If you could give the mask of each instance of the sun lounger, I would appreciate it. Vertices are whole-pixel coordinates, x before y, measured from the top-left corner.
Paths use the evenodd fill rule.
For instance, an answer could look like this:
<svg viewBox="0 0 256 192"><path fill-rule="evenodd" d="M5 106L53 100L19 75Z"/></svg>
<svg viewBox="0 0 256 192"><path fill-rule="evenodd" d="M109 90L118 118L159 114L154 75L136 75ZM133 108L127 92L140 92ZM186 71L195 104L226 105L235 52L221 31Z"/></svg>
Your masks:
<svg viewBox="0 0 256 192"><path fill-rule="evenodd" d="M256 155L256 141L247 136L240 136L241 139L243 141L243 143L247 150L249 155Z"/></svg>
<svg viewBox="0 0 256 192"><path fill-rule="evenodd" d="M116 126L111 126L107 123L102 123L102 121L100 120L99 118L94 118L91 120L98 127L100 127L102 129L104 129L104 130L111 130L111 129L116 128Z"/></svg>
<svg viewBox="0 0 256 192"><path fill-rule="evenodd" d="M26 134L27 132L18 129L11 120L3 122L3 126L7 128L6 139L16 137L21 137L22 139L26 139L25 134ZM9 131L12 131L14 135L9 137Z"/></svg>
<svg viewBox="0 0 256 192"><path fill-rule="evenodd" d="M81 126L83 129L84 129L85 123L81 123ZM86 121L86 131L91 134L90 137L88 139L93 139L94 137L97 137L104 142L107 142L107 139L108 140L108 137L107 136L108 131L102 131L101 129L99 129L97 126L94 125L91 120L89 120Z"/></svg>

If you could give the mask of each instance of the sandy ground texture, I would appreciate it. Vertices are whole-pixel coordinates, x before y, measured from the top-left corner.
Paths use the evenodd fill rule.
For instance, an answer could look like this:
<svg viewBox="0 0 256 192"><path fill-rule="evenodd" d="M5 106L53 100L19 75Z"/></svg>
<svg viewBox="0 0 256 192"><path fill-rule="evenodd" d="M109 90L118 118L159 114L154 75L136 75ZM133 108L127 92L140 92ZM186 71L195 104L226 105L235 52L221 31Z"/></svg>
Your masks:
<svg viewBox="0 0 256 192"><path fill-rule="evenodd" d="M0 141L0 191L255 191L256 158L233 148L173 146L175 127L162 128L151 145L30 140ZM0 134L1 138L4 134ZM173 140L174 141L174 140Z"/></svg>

....

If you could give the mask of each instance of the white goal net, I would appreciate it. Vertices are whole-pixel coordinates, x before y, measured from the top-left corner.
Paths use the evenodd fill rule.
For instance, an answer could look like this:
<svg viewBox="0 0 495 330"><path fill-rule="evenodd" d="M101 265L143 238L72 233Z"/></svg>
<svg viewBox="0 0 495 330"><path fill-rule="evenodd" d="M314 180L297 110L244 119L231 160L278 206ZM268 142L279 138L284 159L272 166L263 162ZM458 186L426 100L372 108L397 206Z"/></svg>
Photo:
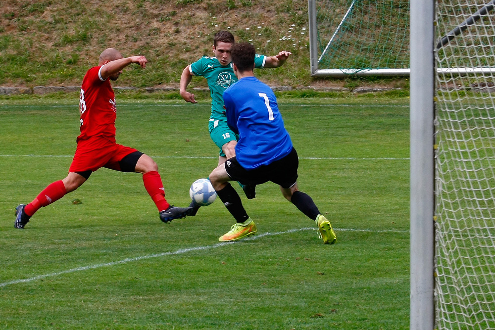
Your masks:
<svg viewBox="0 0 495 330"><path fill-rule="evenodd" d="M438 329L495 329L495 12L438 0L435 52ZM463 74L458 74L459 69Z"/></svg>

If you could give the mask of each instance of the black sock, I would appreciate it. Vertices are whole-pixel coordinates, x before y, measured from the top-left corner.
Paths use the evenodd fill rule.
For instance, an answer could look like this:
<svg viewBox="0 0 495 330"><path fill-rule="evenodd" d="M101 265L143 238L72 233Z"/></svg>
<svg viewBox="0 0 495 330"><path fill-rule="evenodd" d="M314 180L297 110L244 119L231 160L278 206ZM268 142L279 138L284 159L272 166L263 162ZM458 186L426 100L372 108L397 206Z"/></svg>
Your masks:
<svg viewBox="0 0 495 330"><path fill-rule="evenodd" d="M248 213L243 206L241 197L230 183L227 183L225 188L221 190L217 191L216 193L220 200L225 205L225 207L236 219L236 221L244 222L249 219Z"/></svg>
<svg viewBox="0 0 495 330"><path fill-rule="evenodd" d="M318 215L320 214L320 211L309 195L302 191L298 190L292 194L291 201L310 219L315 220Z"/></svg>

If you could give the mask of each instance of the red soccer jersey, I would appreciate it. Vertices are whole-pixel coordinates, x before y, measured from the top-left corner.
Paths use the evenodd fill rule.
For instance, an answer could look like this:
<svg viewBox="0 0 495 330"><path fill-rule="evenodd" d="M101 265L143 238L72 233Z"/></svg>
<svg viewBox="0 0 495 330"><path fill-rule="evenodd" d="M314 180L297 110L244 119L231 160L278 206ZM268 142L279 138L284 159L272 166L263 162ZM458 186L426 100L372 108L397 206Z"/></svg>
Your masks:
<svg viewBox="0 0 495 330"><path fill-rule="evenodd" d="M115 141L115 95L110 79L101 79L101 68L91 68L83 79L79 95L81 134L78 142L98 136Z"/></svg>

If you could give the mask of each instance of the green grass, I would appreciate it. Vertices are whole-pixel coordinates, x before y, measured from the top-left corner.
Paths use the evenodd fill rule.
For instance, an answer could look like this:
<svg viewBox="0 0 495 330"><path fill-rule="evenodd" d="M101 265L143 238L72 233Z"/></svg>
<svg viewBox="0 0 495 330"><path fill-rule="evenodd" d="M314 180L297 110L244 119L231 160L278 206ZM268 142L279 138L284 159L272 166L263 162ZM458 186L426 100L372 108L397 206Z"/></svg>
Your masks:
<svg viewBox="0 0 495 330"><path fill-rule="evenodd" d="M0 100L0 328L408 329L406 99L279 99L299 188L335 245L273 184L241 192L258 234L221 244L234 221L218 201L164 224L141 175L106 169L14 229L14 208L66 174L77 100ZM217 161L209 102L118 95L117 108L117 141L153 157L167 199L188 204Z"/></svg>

....

■ **GOAL**: Copy the material word for word, from the line containing "sun lounger, I" down to the line containing "126L83 129L84 129L85", including both of those lines.

■ **OUTPUT BELOW**:
If you could give the mask of each instance of the sun lounger, I would appreciate it. Vertices are whole-pixel coordinates, x before y, measured from the top-left corner.
Paths use the evenodd fill rule.
For instance, an answer could look like this:
<svg viewBox="0 0 256 192"><path fill-rule="evenodd" d="M5 106L53 100L19 75Z"/></svg>
<svg viewBox="0 0 256 192"><path fill-rule="evenodd" d="M109 90L118 118L159 114L154 75L136 75ZM133 108L127 92L140 92ZM186 71L195 104L226 105L235 52L221 31Z"/></svg>
Your masks:
<svg viewBox="0 0 256 192"><path fill-rule="evenodd" d="M256 155L256 141L247 136L240 136L241 139L243 141L243 143L247 150L249 155Z"/></svg>
<svg viewBox="0 0 256 192"><path fill-rule="evenodd" d="M116 126L111 126L107 123L102 123L102 121L100 120L99 118L94 118L91 120L98 127L100 127L102 129L104 129L104 130L111 130L111 129L116 128Z"/></svg>
<svg viewBox="0 0 256 192"><path fill-rule="evenodd" d="M26 134L27 132L18 129L11 120L3 122L3 126L7 128L6 139L16 137L21 137L22 139L26 139L25 134ZM9 131L12 131L14 135L9 137Z"/></svg>
<svg viewBox="0 0 256 192"><path fill-rule="evenodd" d="M81 126L83 129L84 129L85 123L81 123ZM86 121L86 131L91 134L90 137L88 139L93 139L94 137L97 137L104 142L107 142L107 139L108 140L108 137L107 136L108 131L102 131L101 129L99 129L97 126L94 125L91 120L89 120Z"/></svg>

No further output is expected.